*** Opening of DATASET RECORDS ***

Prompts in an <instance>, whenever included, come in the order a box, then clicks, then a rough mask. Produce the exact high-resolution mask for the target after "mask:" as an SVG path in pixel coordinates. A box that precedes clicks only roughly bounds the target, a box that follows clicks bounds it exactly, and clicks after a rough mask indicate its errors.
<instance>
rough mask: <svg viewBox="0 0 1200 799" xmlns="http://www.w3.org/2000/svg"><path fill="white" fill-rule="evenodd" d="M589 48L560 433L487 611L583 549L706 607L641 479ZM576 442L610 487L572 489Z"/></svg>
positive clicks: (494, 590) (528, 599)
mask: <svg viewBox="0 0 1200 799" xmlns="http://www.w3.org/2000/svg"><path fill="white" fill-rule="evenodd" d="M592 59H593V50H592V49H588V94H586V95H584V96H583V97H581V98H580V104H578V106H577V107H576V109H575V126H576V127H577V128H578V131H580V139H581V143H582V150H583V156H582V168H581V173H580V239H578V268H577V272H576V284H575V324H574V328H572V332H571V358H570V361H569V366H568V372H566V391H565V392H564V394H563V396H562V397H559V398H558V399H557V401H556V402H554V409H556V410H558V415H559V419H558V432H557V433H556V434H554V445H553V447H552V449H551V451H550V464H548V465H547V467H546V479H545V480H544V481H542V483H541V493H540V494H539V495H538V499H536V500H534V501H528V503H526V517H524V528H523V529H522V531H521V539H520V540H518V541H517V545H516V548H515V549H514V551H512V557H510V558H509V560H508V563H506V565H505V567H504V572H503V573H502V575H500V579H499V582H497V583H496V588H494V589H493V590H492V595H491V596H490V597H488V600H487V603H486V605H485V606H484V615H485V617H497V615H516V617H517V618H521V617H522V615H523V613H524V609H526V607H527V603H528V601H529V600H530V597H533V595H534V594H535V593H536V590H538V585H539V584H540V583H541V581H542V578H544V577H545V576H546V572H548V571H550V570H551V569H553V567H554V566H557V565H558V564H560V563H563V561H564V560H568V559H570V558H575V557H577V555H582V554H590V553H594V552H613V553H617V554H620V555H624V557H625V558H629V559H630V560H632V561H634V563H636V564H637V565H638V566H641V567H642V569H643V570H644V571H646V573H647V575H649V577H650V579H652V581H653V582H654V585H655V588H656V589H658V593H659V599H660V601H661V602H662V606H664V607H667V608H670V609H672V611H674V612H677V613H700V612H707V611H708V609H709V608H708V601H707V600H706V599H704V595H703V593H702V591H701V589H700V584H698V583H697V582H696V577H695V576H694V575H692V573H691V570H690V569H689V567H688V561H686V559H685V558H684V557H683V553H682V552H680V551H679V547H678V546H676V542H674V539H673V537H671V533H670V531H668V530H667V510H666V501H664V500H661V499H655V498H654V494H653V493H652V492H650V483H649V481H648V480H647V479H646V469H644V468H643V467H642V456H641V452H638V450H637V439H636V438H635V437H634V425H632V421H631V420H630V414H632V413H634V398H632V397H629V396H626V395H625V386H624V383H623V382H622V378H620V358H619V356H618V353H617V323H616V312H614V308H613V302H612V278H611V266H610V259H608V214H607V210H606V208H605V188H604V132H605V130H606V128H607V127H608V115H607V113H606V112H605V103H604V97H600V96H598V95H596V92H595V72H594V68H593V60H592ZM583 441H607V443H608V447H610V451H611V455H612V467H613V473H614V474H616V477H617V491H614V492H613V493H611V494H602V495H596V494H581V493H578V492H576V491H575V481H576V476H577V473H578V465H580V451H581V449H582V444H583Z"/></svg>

*** Close of DATASET RECORDS ***

_YOUR INSTRUCTIONS_. Repeat every line exactly, starting with the first line of the entries, and stop once the line containing "rough mask: <svg" has been given.

_RESULT BELOW_.
Prompts in an <instance>, whenever included, come in the order a box, then clicks, then a rough mask. Produce the exact high-resolution mask for the target after "mask:" as an SVG path in pixel coordinates. A box that precedes clicks only roughly bounds the target, a box that follows clicks bounds it exactly, and clicks after a rough mask indicate its errors.
<instance>
rough mask: <svg viewBox="0 0 1200 799" xmlns="http://www.w3.org/2000/svg"><path fill="white" fill-rule="evenodd" d="M589 48L560 433L487 611L583 549L706 607L641 479ZM576 442L610 487L572 489Z"/></svg>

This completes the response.